═════ Source passage

SJSTEP TupleAggregateStep::prepAggregate(SJSTEP& step, JobInfo& jobInfo)
{
    SJSTEP spjs;
    TupleDeliveryStep* tds = dynamic_cast<TupleDeliveryStep*>(step.get());
    TupleBPS* tbps = dynamic_cast<TupleBPS*>(step.get());
    TupleHashJoinStep* thjs = dynamic_cast<TupleHashJoinStep*>(step.get());
    SubAdapterStep* sas = dynamic_cast<SubAdapterStep*>(step.get());
    CrossEngineStep* ces = dynamic_cast<CrossEngineStep*>(step.get());
    vector<RowGroup> rgs;      // 0-ProjRG, 1-UMRG, [2-PMRG -- if 2 phases]
    vector<SP_ROWAGG_t> aggs;
    SP_ROWAGG_UM_t aggUM;
    bool distinctAgg = false;
    int64_t constKey = -1;
    vector<ConstantAggData> constAggDataVec;

    vector<std::pair<uint32_t, int> > returnedColVecOrig = jobInfo.returnedColVec;

    for (uint32_t idx = 0; idx < jobInfo.returnedColVec.size(); idx++)
    {
        if (jobInfo.returnedColVec[idx].second == AggregateColumn::DISTINCT_COUNT ||
                jobInfo.returnedColVec[idx].second == AggregateColumn::DISTINCT_AVG ||
                jobInfo.returnedColVec[idx].second == AggregateColumn::DISTINCT_SUM
           )
        {
            distinctAgg = true;
        }

        // Change COUNT_ASTERISK to CONSTANT if necessary.
        // In joblistfactory, all aggregate(constant) are set to count(*) for easy process.
        map<uint64_t, SRCP>::iterator it = jobInfo.constAggregate.find(idx);

        if (it != jobInfo.constAggregate.end())
        {
            AggregateColumn* ac = dynamic_cast<AggregateColumn*>(it->second.get());

            if (ac->aggOp() == AggregateColumn::COUNT_ASTERISK)
            {
                if (jobInfo.cntStarPos == -1)

══════════
═════ Data segment

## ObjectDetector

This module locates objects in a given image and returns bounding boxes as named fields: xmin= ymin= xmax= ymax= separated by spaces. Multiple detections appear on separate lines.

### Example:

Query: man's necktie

══════════

Jobs:
a. According to a comment in the aggregate-preparation code, what does joblistfactory set every aggregate(constant) to?
b. List every class that the aggregate-preparation code dynamic_casts the result of step.get() to.
c. Extend the aggregate-preparation code past its final line.
The data has no connection to the aggregate-preparation code.

Replies:
a. It sets them all to count(*) so they are easy to process.

b. TupleDeliveryStep, TupleBPS, TupleHashJoinStep, SubAdapterStep, CrossEngineStep

c.
                    jobInfo.cntStarPos = idx;
            }
            else
            {
                constKey = jobInfo.returnedColVec[idx].first;
                CalpontSystemCatalog::ColType ct = ac->resultType();
                TupleInfo ti =
                    setExpTupleInfo(ct, ac->expressionId(), ac->alias(), jobInfo);
                jobInfo.returnedColVec[idx].first = ti.key;
                jobInfo.returnedColVec[idx].second = AggregateColumn::CONSTANT;

                ConstantColumn* cc = dynamic_cast<ConstantColumn*>(ac->constCol().get());
                idbassert(cc != NULL);   // @bug5261
                bool isNull = (ConstantColumn::NULLDATA == cc->type());

                if (ac->aggOp() == AggregateColumn::UDAF)
                {
                    UDAFColumn* udafc = dynamic_cast<UDAFColumn*>(ac);
                    if (udafc)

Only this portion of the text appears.